Start of DATA UNDER STUDY

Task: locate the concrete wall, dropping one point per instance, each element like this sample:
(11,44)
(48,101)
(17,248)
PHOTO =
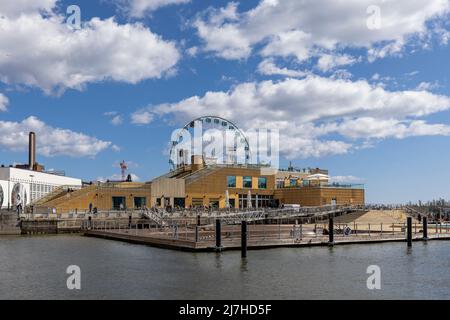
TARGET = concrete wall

End of DATA UNDER STUDY

» ASSIGNMENT
A precise copy of each record, with the images removed, should be output.

» FINAL ANSWER
Task: locate the concrete wall, dropping one point per instance, each element like this sample:
(11,44)
(48,101)
(17,248)
PHOTO =
TARGET = concrete wall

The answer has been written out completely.